Task brief: Repeat the lines of these records word for word, leaving out the pictures.

[Segmentation labeling entries]
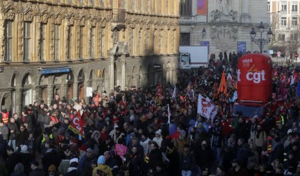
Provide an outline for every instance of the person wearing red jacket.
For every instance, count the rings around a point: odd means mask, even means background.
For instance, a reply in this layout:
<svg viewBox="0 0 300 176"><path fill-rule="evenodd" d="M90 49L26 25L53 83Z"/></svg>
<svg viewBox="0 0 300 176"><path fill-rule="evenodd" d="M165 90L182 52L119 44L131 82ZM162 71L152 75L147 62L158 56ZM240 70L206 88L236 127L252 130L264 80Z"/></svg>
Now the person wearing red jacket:
<svg viewBox="0 0 300 176"><path fill-rule="evenodd" d="M222 116L222 127L223 129L223 145L224 146L227 146L228 139L233 131L233 128L228 122L226 115L223 115Z"/></svg>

Solution:
Provide an outline for every instance of the person wearing red jacket.
For every instance, count the rings around a point: odd means mask, even means background.
For instance, a reply in this layout:
<svg viewBox="0 0 300 176"><path fill-rule="evenodd" d="M90 49L26 25L53 83Z"/></svg>
<svg viewBox="0 0 300 176"><path fill-rule="evenodd" d="M165 90L182 52L119 44L131 82ZM162 71L152 75L147 62L158 56ZM240 70L206 88L236 127L252 130L264 80Z"/></svg>
Now the person wearing red jacket:
<svg viewBox="0 0 300 176"><path fill-rule="evenodd" d="M222 116L222 127L223 129L223 145L224 146L227 146L228 139L233 131L233 128L228 122L226 115L223 115Z"/></svg>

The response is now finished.